> [Excerpts from a pointing dataset]:
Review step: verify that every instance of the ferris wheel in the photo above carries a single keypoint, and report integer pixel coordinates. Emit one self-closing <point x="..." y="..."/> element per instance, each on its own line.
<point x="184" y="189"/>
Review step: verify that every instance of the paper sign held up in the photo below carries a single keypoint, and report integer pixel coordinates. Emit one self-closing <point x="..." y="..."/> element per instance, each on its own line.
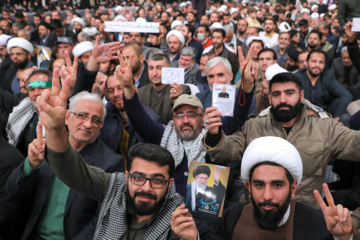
<point x="171" y="75"/>
<point x="149" y="27"/>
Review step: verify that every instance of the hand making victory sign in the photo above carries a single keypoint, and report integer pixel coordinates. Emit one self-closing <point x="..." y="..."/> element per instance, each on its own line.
<point x="337" y="218"/>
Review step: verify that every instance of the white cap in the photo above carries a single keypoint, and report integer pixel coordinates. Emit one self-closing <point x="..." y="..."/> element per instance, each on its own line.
<point x="119" y="18"/>
<point x="3" y="39"/>
<point x="21" y="43"/>
<point x="253" y="38"/>
<point x="141" y="20"/>
<point x="284" y="27"/>
<point x="314" y="15"/>
<point x="176" y="23"/>
<point x="216" y="25"/>
<point x="223" y="7"/>
<point x="314" y="6"/>
<point x="272" y="70"/>
<point x="305" y="10"/>
<point x="272" y="149"/>
<point x="332" y="7"/>
<point x="82" y="48"/>
<point x="91" y="31"/>
<point x="176" y="33"/>
<point x="79" y="20"/>
<point x="118" y="8"/>
<point x="233" y="10"/>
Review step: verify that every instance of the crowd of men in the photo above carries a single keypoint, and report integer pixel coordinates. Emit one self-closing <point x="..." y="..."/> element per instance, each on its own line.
<point x="96" y="146"/>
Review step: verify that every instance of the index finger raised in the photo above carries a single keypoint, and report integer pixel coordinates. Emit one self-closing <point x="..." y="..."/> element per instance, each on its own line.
<point x="39" y="132"/>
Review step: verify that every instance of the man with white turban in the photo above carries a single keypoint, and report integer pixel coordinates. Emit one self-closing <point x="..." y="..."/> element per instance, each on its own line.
<point x="271" y="170"/>
<point x="20" y="51"/>
<point x="176" y="41"/>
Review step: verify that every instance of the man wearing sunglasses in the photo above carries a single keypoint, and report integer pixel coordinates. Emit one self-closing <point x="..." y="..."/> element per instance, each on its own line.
<point x="59" y="212"/>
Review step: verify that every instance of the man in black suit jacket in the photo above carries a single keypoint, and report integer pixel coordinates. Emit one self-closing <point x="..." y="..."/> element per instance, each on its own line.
<point x="59" y="211"/>
<point x="47" y="37"/>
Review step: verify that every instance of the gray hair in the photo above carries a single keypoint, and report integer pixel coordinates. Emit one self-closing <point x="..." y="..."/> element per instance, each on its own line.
<point x="216" y="61"/>
<point x="189" y="51"/>
<point x="344" y="49"/>
<point x="160" y="57"/>
<point x="228" y="28"/>
<point x="153" y="51"/>
<point x="84" y="37"/>
<point x="84" y="95"/>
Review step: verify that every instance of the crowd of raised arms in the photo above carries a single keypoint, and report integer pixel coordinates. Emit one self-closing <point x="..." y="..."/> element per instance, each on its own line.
<point x="98" y="142"/>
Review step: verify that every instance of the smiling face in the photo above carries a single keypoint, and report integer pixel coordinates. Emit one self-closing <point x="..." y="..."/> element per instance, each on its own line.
<point x="188" y="128"/>
<point x="146" y="199"/>
<point x="82" y="132"/>
<point x="271" y="193"/>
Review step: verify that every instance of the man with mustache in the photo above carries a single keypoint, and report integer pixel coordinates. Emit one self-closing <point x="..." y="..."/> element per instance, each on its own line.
<point x="272" y="170"/>
<point x="317" y="139"/>
<point x="58" y="212"/>
<point x="135" y="205"/>
<point x="321" y="87"/>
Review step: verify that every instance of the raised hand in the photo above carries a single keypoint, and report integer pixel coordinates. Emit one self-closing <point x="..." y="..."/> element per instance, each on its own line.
<point x="251" y="69"/>
<point x="350" y="34"/>
<point x="175" y="91"/>
<point x="337" y="218"/>
<point x="105" y="52"/>
<point x="124" y="75"/>
<point x="69" y="70"/>
<point x="212" y="120"/>
<point x="183" y="224"/>
<point x="36" y="148"/>
<point x="216" y="174"/>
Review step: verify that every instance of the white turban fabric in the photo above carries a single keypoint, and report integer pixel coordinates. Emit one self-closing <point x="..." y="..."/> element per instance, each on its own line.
<point x="233" y="10"/>
<point x="3" y="39"/>
<point x="313" y="7"/>
<point x="176" y="23"/>
<point x="305" y="10"/>
<point x="284" y="27"/>
<point x="272" y="70"/>
<point x="21" y="43"/>
<point x="82" y="48"/>
<point x="253" y="38"/>
<point x="79" y="20"/>
<point x="91" y="31"/>
<point x="332" y="7"/>
<point x="314" y="15"/>
<point x="272" y="149"/>
<point x="176" y="33"/>
<point x="216" y="25"/>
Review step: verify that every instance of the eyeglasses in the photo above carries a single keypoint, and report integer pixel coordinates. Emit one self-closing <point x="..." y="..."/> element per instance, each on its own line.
<point x="141" y="180"/>
<point x="188" y="115"/>
<point x="95" y="121"/>
<point x="17" y="54"/>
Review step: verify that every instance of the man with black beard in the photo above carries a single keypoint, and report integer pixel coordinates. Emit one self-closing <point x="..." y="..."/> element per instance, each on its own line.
<point x="20" y="52"/>
<point x="318" y="140"/>
<point x="271" y="169"/>
<point x="321" y="87"/>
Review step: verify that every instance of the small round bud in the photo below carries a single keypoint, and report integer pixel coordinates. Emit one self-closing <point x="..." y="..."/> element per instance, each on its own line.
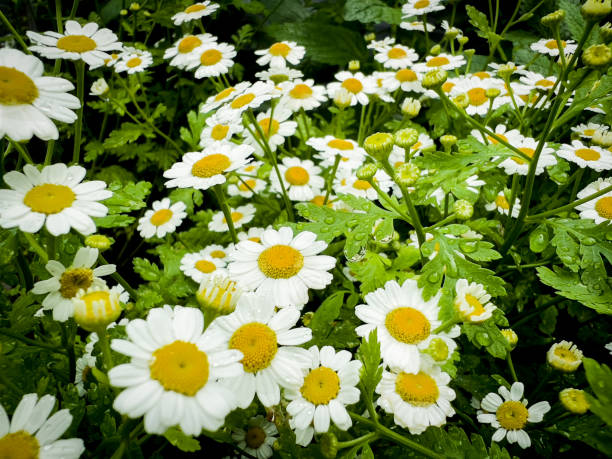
<point x="574" y="401"/>
<point x="597" y="56"/>
<point x="407" y="174"/>
<point x="379" y="145"/>
<point x="434" y="79"/>
<point x="367" y="171"/>
<point x="553" y="19"/>
<point x="464" y="209"/>
<point x="405" y="138"/>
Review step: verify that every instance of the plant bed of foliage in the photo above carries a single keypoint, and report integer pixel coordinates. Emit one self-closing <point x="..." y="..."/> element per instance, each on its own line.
<point x="305" y="229"/>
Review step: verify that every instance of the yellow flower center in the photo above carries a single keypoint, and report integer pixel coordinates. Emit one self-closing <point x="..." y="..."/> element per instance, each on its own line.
<point x="74" y="279"/>
<point x="603" y="206"/>
<point x="180" y="367"/>
<point x="588" y="154"/>
<point x="242" y="100"/>
<point x="352" y="85"/>
<point x="280" y="261"/>
<point x="280" y="49"/>
<point x="320" y="386"/>
<point x="210" y="165"/>
<point x="195" y="8"/>
<point x="512" y="415"/>
<point x="301" y="91"/>
<point x="418" y="390"/>
<point x="407" y="325"/>
<point x="396" y="53"/>
<point x="19" y="445"/>
<point x="160" y="217"/>
<point x="205" y="266"/>
<point x="16" y="88"/>
<point x="211" y="57"/>
<point x="438" y="61"/>
<point x="49" y="198"/>
<point x="254" y="437"/>
<point x="297" y="175"/>
<point x="133" y="62"/>
<point x="76" y="43"/>
<point x="188" y="44"/>
<point x="257" y="342"/>
<point x="404" y="75"/>
<point x="477" y="96"/>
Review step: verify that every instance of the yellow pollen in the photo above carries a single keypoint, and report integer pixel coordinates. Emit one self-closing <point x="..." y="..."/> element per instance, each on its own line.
<point x="180" y="367"/>
<point x="16" y="88"/>
<point x="188" y="44"/>
<point x="406" y="75"/>
<point x="438" y="61"/>
<point x="352" y="85"/>
<point x="242" y="100"/>
<point x="418" y="390"/>
<point x="297" y="176"/>
<point x="280" y="49"/>
<point x="74" y="279"/>
<point x="19" y="445"/>
<point x="280" y="262"/>
<point x="604" y="207"/>
<point x="257" y="342"/>
<point x="76" y="44"/>
<point x="49" y="198"/>
<point x="160" y="217"/>
<point x="588" y="154"/>
<point x="407" y="325"/>
<point x="512" y="415"/>
<point x="320" y="386"/>
<point x="301" y="91"/>
<point x="210" y="165"/>
<point x="211" y="57"/>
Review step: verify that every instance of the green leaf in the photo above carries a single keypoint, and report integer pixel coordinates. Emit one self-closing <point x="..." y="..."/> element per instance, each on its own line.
<point x="366" y="11"/>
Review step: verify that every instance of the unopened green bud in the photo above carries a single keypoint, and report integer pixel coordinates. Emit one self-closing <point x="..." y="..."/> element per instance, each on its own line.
<point x="379" y="145"/>
<point x="597" y="56"/>
<point x="405" y="138"/>
<point x="464" y="209"/>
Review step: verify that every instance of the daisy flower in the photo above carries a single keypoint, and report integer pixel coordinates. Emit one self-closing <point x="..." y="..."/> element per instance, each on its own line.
<point x="180" y="53"/>
<point x="510" y="414"/>
<point x="302" y="94"/>
<point x="420" y="7"/>
<point x="280" y="53"/>
<point x="85" y="43"/>
<point x="473" y="302"/>
<point x="329" y="385"/>
<point x="357" y="84"/>
<point x="66" y="282"/>
<point x="134" y="62"/>
<point x="592" y="156"/>
<point x="416" y="400"/>
<point x="301" y="178"/>
<point x="199" y="266"/>
<point x="32" y="433"/>
<point x="195" y="11"/>
<point x="403" y="331"/>
<point x="172" y="376"/>
<point x="162" y="219"/>
<point x="257" y="438"/>
<point x="208" y="168"/>
<point x="549" y="46"/>
<point x="282" y="264"/>
<point x="268" y="342"/>
<point x="29" y="100"/>
<point x="55" y="197"/>
<point x="240" y="216"/>
<point x="598" y="209"/>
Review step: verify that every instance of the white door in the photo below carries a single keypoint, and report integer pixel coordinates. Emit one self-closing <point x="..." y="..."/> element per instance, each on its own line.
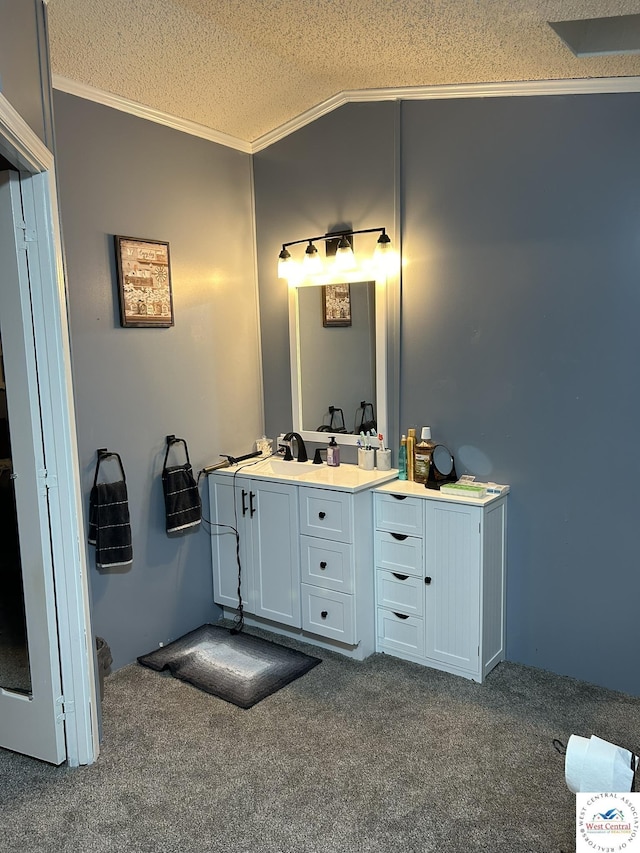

> [WRITTEN EXERCISE]: Display every line of the listing above that contains the string "with", treating uppercase and lowercase letters as distinct.

> [TASK SOLUTION]:
Review step: verify that every instance of the man with white turban in the photo above carries a single keypoint, and report integer pixel coordinates. Emit one self-closing <point x="..." y="..."/> element per instance, each on its own line.
Review step: verify that every instance of the man with mustache in the photo above carries a single keypoint, and report integer pixel coordinates. Emit one self-closing <point x="..." y="..."/> element per instance, each on its own line.
Review step: verify that every instance of the man with black beard in the photo above carries a single keypoint, and report integer pixel coordinates. Emit one self-closing <point x="..." y="..."/> element per instance, each on its own line.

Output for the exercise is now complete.